* [Brief]: Please reproduce each of the entries below exactly as they appear.

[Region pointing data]
=====
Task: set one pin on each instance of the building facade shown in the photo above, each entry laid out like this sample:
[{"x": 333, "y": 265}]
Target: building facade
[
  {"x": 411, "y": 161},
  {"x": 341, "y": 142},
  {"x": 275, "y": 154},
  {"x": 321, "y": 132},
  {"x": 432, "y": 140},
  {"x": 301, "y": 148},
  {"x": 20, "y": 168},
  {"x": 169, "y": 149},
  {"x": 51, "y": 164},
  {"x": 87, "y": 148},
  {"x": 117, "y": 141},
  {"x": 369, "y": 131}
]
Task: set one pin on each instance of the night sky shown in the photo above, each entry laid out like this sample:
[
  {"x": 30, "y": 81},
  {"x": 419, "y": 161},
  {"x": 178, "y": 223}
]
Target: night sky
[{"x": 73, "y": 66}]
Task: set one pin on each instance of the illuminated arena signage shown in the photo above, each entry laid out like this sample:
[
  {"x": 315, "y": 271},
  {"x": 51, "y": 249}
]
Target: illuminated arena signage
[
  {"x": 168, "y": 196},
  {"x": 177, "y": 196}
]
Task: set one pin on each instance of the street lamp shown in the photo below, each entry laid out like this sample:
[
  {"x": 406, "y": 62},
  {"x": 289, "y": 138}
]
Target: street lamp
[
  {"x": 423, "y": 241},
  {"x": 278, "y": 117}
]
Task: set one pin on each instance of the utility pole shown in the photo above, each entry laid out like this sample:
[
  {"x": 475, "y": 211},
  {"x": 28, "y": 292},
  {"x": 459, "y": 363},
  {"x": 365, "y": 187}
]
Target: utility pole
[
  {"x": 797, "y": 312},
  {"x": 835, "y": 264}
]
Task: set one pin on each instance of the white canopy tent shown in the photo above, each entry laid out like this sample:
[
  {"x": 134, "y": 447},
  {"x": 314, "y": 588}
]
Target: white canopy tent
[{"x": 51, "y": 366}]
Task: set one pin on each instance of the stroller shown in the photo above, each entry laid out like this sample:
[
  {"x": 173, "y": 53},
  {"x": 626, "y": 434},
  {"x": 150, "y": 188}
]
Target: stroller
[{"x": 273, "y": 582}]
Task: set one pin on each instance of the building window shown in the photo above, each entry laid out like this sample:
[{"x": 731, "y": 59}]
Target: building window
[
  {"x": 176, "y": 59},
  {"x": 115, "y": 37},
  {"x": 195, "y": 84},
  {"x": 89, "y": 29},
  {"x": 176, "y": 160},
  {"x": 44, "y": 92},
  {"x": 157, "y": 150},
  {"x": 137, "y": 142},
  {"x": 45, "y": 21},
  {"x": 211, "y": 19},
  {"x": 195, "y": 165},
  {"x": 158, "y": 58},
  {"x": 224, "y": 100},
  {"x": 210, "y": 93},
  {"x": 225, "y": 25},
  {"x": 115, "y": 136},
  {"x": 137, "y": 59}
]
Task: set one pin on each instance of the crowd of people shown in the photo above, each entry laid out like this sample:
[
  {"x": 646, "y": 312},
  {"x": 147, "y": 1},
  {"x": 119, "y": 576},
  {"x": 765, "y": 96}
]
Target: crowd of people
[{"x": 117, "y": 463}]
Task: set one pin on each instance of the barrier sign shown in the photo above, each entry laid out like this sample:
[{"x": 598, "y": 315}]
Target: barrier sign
=====
* [Result]:
Task: set one pin on each instance of the building facade shown in the photo above, each entry laid out like this sample:
[{"x": 333, "y": 265}]
Target: building facade
[
  {"x": 411, "y": 161},
  {"x": 341, "y": 142},
  {"x": 275, "y": 154},
  {"x": 321, "y": 132},
  {"x": 432, "y": 140},
  {"x": 301, "y": 148},
  {"x": 20, "y": 168},
  {"x": 169, "y": 149},
  {"x": 51, "y": 164},
  {"x": 87, "y": 148},
  {"x": 117, "y": 141},
  {"x": 369, "y": 131}
]
Task: set one pin on each instance of the night sky shown in the photo above, each entry laid out like this sample:
[
  {"x": 30, "y": 81},
  {"x": 419, "y": 161},
  {"x": 178, "y": 223}
]
Target: night sky
[{"x": 73, "y": 66}]
Task: set one pin on each instance of the illuminated arena signage shown in the photo above, each entry laid out like this sample:
[
  {"x": 315, "y": 271},
  {"x": 51, "y": 249}
]
Target: illuminated arena signage
[
  {"x": 168, "y": 196},
  {"x": 177, "y": 196}
]
Task: set one pin on each instance of the street lamp shown in the photo below, each entry laid out like this sample:
[
  {"x": 406, "y": 62},
  {"x": 289, "y": 138}
]
Target: street lamp
[
  {"x": 423, "y": 241},
  {"x": 278, "y": 117}
]
Task: set one pin on each instance of the utility pole shown in the photo above, each entry laid out like this sample:
[
  {"x": 475, "y": 211},
  {"x": 28, "y": 292},
  {"x": 459, "y": 363},
  {"x": 365, "y": 187}
]
Target: utility pole
[
  {"x": 797, "y": 312},
  {"x": 835, "y": 264}
]
Task: set one pin on each instance of the white canopy tent shown in the photo above, each entry laid out like this sample:
[
  {"x": 134, "y": 447},
  {"x": 314, "y": 588}
]
Target: white canopy tent
[{"x": 51, "y": 366}]
Task: set one pin on each instance of the stroller shown in the photo above, each entry laid out like this sample:
[
  {"x": 173, "y": 53},
  {"x": 626, "y": 434},
  {"x": 150, "y": 188}
]
Target: stroller
[{"x": 273, "y": 582}]
Task: set one pin on each instance of the building window shown in the photo above, each entry laid out like this sample:
[{"x": 731, "y": 59}]
Target: building window
[
  {"x": 176, "y": 59},
  {"x": 115, "y": 37},
  {"x": 195, "y": 84},
  {"x": 89, "y": 29},
  {"x": 176, "y": 160},
  {"x": 44, "y": 92},
  {"x": 157, "y": 150},
  {"x": 137, "y": 142},
  {"x": 45, "y": 21},
  {"x": 211, "y": 19},
  {"x": 195, "y": 165},
  {"x": 158, "y": 58},
  {"x": 224, "y": 100},
  {"x": 210, "y": 93},
  {"x": 225, "y": 25},
  {"x": 115, "y": 136},
  {"x": 137, "y": 59}
]
Task: set one pin on each instance of the crowd of people shown in the photo above, each entry laid out like this sample:
[
  {"x": 646, "y": 312},
  {"x": 147, "y": 1},
  {"x": 119, "y": 576},
  {"x": 765, "y": 96}
]
Target: crowd of people
[{"x": 117, "y": 463}]
Task: set one pin on each instance of the barrier sign shown in the photo above, each entry laid out like this sample:
[{"x": 598, "y": 315}]
Target: barrier sign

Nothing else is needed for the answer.